Rural broadband access has been an issue for years. In fact, more than 800,000 Pennsylvanians did not have broadband connectivity as of June 2019, according to the Federal Communications Commission.
That problem has become increasingly dire because of COVID-19. In addition to more people working from home, students may be forced to learn at home again, just like they were in March, even if they return to school in the fall as so many of us hope they will.
That’s why my colleagues in the House and I unanimously passed House Bill 2438, which would provide broadband services over existing easements and infrastructure. It is currently awaiting a final vote in the Senate.
House Bill 2348 is another bill we passed unanimously that is before the Senate. This legislation would create the Unserved High-Speed Broadband Funding Grant program and re-appropriate an existing tax credit of $5 million to the fund annually. Non-governmental entities, including rural electric cooperatives and local development districts, would be eligible for funding.
However, there’s another option to address Pennsylvania’s broadband access challenges, one that could fix the problem much more quickly and completely.
Pennsylvania received $104 million in federal funding to improve internet connectivity for K-12 and college students via the Governor’s Emergency Education Relief Fund, which was created by the federal Coronavirus Aid, Relief and Economic Security (CARES) Act.
Gov. Tom Wolf has full authority over the funding and has awarded $3 million to preschool programs and $28 million to colleges and universities. Any or all of the remaining $73 million could be used to address rural broadband access, but Wolf’s administration has not indicated how or when the money will be spent.
Using some of that funding to address broadband access would have more of an impact than ever, not only because students are schooling at home in much higher numbers, but also because so many of their parents are working from home to earn a living. The time to invest in rural broadband access is now.

▶ **Data drawn from a dataset**:
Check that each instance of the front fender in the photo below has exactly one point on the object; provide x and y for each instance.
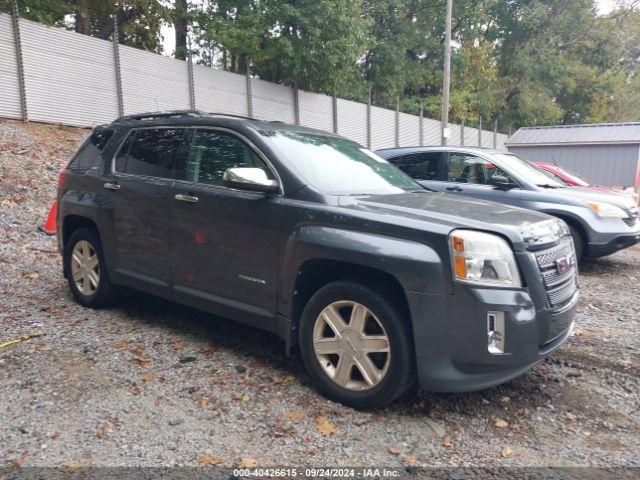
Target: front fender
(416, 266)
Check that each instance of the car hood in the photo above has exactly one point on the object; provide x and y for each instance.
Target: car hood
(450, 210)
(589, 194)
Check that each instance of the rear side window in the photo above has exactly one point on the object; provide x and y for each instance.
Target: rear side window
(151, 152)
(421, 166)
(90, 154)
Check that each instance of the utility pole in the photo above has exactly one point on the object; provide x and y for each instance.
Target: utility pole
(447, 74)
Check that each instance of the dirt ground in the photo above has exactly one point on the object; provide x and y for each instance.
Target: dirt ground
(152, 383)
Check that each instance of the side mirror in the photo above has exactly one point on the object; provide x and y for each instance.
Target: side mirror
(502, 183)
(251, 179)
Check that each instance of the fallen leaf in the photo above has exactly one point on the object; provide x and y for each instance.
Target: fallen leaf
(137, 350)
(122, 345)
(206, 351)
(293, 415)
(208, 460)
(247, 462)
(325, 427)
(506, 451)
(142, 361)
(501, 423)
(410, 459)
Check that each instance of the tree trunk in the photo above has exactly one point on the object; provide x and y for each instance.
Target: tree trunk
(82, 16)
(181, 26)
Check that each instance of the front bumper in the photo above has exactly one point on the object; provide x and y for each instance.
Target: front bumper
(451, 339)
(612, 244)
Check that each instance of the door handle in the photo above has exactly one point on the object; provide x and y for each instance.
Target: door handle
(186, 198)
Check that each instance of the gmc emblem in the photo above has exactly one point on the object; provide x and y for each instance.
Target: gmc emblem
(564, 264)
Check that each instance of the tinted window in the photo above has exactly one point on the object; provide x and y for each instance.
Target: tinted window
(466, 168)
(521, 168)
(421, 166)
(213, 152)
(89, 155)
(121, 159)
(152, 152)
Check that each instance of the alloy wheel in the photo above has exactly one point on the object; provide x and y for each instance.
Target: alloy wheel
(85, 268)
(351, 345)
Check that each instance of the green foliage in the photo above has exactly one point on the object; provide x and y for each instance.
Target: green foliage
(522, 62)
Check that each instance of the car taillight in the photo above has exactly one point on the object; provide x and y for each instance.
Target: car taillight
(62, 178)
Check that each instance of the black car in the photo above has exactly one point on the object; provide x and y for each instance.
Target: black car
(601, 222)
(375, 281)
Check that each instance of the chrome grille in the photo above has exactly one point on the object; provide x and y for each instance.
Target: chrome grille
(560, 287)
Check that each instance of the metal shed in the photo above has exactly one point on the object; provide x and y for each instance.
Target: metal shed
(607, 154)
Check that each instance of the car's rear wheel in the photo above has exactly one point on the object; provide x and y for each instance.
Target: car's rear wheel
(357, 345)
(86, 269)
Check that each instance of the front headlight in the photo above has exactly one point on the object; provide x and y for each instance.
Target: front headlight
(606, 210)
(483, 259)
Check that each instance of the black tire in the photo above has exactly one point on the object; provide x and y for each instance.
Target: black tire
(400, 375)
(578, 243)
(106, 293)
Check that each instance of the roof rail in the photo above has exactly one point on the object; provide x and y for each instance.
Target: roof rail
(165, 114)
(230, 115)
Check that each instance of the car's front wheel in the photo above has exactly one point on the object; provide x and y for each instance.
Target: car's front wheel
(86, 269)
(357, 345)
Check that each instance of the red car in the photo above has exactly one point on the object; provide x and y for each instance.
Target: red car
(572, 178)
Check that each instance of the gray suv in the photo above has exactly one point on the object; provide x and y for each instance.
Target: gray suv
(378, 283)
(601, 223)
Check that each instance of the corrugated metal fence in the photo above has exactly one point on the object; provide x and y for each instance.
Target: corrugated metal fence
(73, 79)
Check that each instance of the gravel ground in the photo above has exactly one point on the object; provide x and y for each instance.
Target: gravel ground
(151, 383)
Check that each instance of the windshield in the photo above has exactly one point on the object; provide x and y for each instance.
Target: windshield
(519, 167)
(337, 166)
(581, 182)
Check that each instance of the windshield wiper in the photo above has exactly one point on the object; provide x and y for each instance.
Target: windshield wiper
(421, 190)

▶ **About this task**: Copy the stretch of the rural broadband text from "That’s why my" through "in the Senate.", replacing "colleagues" with "fellow lawmakers".

▶ **Exercise answer**:
That’s why my fellow lawmakers in the House and I unanimously passed House Bill 2438, which would provide broadband services over existing easements and infrastructure. It is currently awaiting a final vote in the Senate.